Problem requirements → Nothing but the exact lines from the one containing "det: concrete sidewalk" through the last line of the records below belongs in your answer.

Entries taken from a collection:
◆ ◆ ◆ ◆
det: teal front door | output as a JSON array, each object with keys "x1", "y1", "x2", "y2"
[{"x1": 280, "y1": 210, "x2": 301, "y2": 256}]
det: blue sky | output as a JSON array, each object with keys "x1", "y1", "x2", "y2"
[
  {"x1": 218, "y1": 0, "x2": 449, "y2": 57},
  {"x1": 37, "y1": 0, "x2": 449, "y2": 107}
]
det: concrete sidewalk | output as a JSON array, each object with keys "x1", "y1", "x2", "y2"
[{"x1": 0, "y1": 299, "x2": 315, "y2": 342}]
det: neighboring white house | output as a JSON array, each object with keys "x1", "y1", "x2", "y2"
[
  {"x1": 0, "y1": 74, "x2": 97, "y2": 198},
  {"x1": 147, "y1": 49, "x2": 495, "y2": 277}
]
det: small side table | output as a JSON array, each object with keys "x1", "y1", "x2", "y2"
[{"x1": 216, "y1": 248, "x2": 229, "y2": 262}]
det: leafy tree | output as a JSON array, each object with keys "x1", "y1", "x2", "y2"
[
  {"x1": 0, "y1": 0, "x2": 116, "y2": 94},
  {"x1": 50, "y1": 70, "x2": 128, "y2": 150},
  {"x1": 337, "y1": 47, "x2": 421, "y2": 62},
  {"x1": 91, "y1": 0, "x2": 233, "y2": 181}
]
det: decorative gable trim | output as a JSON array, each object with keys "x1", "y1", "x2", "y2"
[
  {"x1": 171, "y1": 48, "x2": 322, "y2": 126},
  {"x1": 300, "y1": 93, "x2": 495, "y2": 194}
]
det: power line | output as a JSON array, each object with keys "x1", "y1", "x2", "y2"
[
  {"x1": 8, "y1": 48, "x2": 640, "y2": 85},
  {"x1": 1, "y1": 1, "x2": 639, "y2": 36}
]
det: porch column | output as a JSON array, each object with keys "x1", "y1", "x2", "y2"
◆ ◆ ◆ ◆
Expected answer →
det: concrete sidewalk | output as a JSON array, each object with keys "x1", "y1", "x2", "y2"
[{"x1": 0, "y1": 299, "x2": 315, "y2": 342}]
det: neighboring white house | output as a JSON array, each object with keys "x1", "y1", "x2", "y2"
[
  {"x1": 0, "y1": 74, "x2": 97, "y2": 198},
  {"x1": 147, "y1": 49, "x2": 495, "y2": 277}
]
det: small side table | output as a JSON array, each object with keys "x1", "y1", "x2", "y2"
[{"x1": 216, "y1": 248, "x2": 229, "y2": 262}]
det: leafy tree | output as a JSON array, each object with keys "x1", "y1", "x2", "y2"
[
  {"x1": 0, "y1": 0, "x2": 116, "y2": 94},
  {"x1": 50, "y1": 70, "x2": 128, "y2": 150},
  {"x1": 337, "y1": 47, "x2": 421, "y2": 62},
  {"x1": 91, "y1": 0, "x2": 233, "y2": 181}
]
det: decorative gable trim | output as a JSON array, each object with keys "x1", "y1", "x2", "y2"
[
  {"x1": 171, "y1": 48, "x2": 322, "y2": 126},
  {"x1": 300, "y1": 93, "x2": 495, "y2": 194}
]
det: power line | output as a JSON array, each object with keys "x1", "y1", "x2", "y2"
[
  {"x1": 8, "y1": 48, "x2": 640, "y2": 85},
  {"x1": 1, "y1": 1, "x2": 639, "y2": 36}
]
det: porch column | output as a JSON array, each object with keys "x1", "y1", "x2", "y2"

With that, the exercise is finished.